- **Exercise aim**: Search the data for the word "leash" and copy every line where it occurs.

Stored data entries:
== == ==

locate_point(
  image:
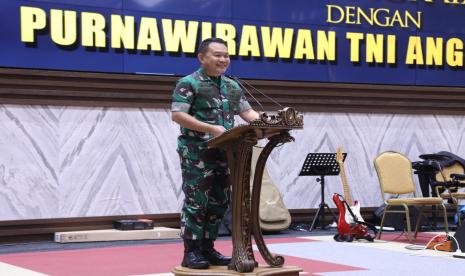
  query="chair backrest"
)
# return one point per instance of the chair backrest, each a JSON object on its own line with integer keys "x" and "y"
{"x": 394, "y": 173}
{"x": 444, "y": 175}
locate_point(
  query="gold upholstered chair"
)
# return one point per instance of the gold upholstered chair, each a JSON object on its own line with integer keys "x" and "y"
{"x": 395, "y": 178}
{"x": 448, "y": 181}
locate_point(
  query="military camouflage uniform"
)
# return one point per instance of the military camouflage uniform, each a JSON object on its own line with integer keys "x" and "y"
{"x": 205, "y": 171}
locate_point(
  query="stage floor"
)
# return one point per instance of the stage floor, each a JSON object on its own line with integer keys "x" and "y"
{"x": 315, "y": 252}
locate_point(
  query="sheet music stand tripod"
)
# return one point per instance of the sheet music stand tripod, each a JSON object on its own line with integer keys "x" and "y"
{"x": 321, "y": 164}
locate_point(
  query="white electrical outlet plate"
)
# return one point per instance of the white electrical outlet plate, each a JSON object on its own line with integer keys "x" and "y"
{"x": 459, "y": 255}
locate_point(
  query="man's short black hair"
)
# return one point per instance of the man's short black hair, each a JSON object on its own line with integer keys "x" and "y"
{"x": 204, "y": 44}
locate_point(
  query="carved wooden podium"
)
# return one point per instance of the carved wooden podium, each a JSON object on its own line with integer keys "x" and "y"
{"x": 238, "y": 143}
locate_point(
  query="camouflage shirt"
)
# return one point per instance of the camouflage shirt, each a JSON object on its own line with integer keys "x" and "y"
{"x": 200, "y": 96}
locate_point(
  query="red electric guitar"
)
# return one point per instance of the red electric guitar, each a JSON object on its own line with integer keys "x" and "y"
{"x": 350, "y": 223}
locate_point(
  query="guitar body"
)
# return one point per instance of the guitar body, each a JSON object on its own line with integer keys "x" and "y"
{"x": 350, "y": 223}
{"x": 347, "y": 227}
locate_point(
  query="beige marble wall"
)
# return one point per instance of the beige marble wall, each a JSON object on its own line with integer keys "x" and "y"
{"x": 83, "y": 161}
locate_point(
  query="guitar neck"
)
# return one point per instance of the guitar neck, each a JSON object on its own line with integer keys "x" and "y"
{"x": 345, "y": 184}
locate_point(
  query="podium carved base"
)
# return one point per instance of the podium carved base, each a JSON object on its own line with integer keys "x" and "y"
{"x": 223, "y": 270}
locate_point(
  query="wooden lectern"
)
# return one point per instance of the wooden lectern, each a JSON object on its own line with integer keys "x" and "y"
{"x": 238, "y": 143}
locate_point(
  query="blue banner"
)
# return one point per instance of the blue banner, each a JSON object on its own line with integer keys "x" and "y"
{"x": 384, "y": 42}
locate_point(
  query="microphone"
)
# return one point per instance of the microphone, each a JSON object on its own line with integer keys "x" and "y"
{"x": 241, "y": 84}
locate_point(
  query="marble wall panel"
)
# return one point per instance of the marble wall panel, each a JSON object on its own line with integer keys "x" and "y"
{"x": 93, "y": 161}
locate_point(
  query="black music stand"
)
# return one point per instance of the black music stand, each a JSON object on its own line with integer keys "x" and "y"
{"x": 321, "y": 164}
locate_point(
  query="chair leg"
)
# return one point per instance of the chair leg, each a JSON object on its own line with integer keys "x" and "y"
{"x": 446, "y": 225}
{"x": 382, "y": 221}
{"x": 419, "y": 220}
{"x": 407, "y": 216}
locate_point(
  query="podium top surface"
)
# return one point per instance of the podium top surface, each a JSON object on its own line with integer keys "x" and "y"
{"x": 265, "y": 126}
{"x": 235, "y": 133}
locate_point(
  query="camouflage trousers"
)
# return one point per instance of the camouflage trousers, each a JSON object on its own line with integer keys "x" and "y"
{"x": 207, "y": 194}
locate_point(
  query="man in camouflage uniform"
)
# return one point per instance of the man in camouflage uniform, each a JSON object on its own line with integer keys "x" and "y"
{"x": 204, "y": 105}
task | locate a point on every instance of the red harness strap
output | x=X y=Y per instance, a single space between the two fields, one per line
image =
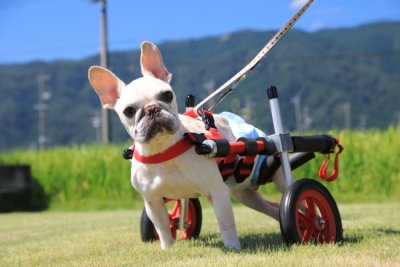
x=325 y=164
x=172 y=152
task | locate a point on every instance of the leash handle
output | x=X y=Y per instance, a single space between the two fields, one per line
x=232 y=83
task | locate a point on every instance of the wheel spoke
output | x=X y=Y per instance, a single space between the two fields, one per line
x=304 y=218
x=310 y=207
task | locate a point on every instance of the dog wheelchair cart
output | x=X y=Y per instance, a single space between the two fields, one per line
x=308 y=212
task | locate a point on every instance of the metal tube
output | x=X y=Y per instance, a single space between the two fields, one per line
x=278 y=127
x=183 y=214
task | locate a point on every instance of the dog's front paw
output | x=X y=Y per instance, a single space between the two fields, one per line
x=167 y=244
x=231 y=240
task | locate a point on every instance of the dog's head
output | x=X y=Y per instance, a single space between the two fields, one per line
x=147 y=106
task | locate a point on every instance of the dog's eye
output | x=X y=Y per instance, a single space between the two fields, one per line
x=129 y=112
x=166 y=96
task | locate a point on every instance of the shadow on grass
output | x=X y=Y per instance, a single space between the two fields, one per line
x=272 y=242
x=251 y=243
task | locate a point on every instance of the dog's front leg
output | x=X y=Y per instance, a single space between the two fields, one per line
x=158 y=214
x=220 y=200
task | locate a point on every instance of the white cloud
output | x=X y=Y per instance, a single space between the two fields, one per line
x=297 y=3
x=317 y=25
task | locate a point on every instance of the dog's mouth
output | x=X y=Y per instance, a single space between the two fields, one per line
x=152 y=121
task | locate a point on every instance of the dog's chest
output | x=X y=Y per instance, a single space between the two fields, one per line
x=161 y=180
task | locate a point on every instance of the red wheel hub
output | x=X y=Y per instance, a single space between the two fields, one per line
x=174 y=216
x=314 y=218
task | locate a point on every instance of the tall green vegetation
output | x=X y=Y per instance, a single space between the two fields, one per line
x=96 y=177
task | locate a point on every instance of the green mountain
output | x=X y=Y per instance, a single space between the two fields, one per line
x=339 y=77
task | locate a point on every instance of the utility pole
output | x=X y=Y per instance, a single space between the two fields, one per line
x=105 y=115
x=41 y=107
x=346 y=107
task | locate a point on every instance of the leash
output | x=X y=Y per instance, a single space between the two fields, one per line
x=233 y=82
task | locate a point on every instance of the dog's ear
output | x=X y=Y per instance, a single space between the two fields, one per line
x=106 y=84
x=152 y=64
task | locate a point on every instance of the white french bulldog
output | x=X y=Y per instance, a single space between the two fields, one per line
x=148 y=110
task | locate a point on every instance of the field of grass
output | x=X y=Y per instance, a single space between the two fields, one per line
x=111 y=238
x=96 y=177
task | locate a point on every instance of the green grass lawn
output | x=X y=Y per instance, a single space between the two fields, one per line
x=112 y=238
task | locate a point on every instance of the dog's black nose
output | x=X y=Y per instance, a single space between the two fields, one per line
x=151 y=110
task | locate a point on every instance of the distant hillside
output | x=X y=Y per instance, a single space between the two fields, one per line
x=341 y=78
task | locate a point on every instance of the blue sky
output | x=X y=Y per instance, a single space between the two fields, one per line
x=69 y=29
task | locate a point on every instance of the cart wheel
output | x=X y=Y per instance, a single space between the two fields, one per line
x=308 y=213
x=194 y=219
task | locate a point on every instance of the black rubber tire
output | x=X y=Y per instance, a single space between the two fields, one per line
x=149 y=234
x=288 y=210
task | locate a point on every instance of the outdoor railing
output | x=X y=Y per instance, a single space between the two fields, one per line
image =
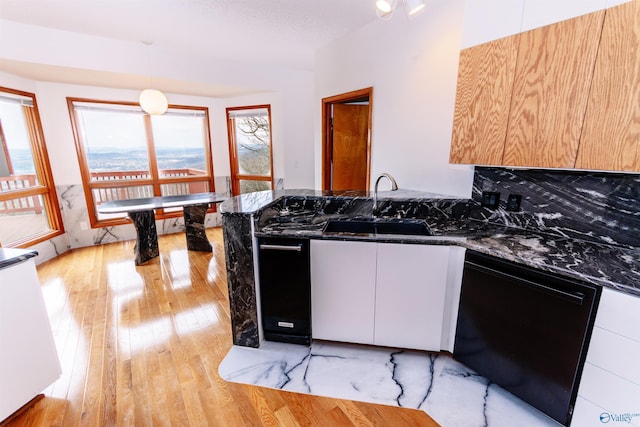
x=133 y=192
x=23 y=204
x=34 y=204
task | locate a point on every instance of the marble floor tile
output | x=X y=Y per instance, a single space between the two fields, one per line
x=448 y=391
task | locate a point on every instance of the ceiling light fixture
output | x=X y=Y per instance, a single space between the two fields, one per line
x=385 y=8
x=152 y=101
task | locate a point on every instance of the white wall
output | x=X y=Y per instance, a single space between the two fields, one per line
x=291 y=90
x=412 y=66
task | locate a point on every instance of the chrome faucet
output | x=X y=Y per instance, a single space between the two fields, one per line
x=394 y=187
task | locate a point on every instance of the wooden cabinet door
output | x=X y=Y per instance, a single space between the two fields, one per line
x=343 y=279
x=485 y=81
x=611 y=135
x=550 y=91
x=410 y=295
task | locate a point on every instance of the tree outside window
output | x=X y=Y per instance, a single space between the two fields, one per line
x=250 y=148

== == ==

- **Exercise result**:
task | locate a point on every instance of the leash handle
task | locate a point on every instance of the leash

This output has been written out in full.